Dr. Dongbin Xu from the Children’s Hospital of Philadelphia (CHOP) will kindly share with us two independent stories, which cover molecular regulation of apoptosis and mechanism study of Cornelia de Lange Syndrome. As a major approach, animal model system with Drosophila and induced pluripotent stem (iPS) cells will be discussed.
(1) Identification of Essential Apoptotic Genes in Drosophila melanogaster
Apoptosis is a normal physiological cell suicide process which is essential for tissue homeostasis and normal development of metazoans. Misregulation of apoptosis is associated with many developmental defects and human diseases. The genes involved in the regulation and execution of apoptosis are highly conserved in humans and flies. Caspases are the executioners of cell suicide. Because of the unavailability of specific fly mutants, the developmental function of many caspase genes and genetic relationship between caspases and apoptotic components were undefined in Drosophila. We isolated several mutant alleles of the initiator caspase gene dronc, the effector casase drICE, and the Mediator component Cyclin C from the GMR-hid eyFLP/FRT screens which is designed to isolate mutants of recessive cell death genes in Drosophila melanogaster. Characterization of these mutants defined that they are essential for developmental cell death in Drosophila. dronc is required for most, but not all, cell death in Drosophila. drICE is required for apoptosis in many cells and it shares redundancy with another effector caspase gene, dcp-1, in a subset of cells in Drosophila. The genetic relationship between caspases and other apoptotic components was established through mutant analysis. We also found that Cyclin C and its kinase partner Cdk8 are required for prompt transcriptional induction of dronc in cell killing contexts. This suggests transcriptional activation of the initial caspase in apoptotic responses. In short, we defined the essential pro-apoptoic function of dronc, drICE, and Cyclin C in Drosophila and provided evidences to support a novel mechanism for regulation of dronc transcription. In the long run, these studies will help us decipher the complicated regulatory mechanism of cell death in humans.

[DATASET RECORDS]

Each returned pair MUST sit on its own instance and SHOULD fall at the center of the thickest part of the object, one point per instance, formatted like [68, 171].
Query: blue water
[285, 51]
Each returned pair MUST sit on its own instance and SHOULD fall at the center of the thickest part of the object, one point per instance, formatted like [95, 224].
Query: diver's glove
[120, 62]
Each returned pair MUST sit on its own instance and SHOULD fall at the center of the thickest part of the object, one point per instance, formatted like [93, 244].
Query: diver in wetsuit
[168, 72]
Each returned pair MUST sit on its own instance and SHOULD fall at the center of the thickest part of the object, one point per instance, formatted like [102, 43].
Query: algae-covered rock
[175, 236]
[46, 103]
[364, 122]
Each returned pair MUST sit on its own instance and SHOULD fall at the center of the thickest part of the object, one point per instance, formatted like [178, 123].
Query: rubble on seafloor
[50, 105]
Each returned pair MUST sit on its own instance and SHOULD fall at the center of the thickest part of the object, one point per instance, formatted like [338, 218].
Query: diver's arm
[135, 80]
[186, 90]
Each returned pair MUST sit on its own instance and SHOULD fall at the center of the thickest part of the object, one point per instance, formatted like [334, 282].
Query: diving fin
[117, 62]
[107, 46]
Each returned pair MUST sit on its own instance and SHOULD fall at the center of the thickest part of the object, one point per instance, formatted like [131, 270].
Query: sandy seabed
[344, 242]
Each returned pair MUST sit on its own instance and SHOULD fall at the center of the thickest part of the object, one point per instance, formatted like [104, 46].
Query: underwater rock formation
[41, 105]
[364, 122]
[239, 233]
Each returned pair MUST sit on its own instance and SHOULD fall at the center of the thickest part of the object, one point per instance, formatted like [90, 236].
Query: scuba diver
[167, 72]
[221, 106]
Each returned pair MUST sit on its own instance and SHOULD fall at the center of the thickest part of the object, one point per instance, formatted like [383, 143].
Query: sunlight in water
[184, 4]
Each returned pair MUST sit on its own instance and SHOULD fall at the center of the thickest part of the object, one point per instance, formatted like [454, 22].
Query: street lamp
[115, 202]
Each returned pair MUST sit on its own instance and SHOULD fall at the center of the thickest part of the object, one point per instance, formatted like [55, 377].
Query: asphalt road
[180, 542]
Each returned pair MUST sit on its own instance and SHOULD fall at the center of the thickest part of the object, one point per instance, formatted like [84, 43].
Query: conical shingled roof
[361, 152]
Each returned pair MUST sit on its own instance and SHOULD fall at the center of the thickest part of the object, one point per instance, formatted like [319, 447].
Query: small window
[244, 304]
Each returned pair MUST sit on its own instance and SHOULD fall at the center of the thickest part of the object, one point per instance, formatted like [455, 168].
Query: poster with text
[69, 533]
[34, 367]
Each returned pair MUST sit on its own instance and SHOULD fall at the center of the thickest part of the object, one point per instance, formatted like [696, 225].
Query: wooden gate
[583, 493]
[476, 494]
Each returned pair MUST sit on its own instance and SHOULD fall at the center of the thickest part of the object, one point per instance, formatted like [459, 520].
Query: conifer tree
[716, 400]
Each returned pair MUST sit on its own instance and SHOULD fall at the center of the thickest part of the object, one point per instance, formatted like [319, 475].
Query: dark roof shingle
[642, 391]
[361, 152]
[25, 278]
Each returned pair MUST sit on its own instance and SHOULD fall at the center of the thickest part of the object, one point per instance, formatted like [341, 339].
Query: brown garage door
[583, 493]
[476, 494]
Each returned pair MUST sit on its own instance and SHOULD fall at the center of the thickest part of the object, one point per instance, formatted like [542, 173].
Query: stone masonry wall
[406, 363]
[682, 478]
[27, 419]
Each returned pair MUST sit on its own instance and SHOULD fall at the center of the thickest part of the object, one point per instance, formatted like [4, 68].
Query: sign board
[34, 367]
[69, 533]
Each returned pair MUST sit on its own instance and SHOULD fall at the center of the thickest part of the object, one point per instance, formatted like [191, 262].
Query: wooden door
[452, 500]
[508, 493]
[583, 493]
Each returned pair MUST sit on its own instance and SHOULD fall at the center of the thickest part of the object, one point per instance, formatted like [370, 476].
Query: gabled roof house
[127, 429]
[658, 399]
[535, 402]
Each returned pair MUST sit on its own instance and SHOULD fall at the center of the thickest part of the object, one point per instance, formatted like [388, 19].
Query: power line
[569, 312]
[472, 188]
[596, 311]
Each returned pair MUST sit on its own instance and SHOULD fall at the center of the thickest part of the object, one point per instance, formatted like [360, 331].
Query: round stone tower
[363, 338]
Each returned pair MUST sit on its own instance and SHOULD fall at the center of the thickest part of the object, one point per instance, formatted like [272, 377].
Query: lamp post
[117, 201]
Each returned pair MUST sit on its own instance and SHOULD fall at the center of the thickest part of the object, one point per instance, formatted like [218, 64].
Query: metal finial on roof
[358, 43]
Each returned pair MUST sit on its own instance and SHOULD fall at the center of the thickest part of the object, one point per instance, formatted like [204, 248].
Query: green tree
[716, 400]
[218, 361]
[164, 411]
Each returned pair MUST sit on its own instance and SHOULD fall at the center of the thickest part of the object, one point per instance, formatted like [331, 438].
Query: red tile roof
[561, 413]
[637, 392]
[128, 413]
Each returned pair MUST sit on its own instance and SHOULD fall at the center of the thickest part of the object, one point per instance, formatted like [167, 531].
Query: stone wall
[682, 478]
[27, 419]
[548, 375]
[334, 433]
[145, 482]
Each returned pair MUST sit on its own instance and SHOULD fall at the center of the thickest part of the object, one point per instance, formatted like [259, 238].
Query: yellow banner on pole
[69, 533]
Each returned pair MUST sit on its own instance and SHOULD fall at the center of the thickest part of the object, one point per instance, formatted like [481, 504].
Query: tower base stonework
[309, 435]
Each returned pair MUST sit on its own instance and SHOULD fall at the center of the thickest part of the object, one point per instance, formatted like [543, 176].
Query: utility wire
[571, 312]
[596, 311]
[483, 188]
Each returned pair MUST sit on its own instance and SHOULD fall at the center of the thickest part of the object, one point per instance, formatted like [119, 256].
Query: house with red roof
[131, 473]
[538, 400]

[ASSIGNMENT]
Please list every caspase gene named in the text on apoptosis in Drosophila.

[WRITTEN REPLY]
dronc, drICE, dcp-1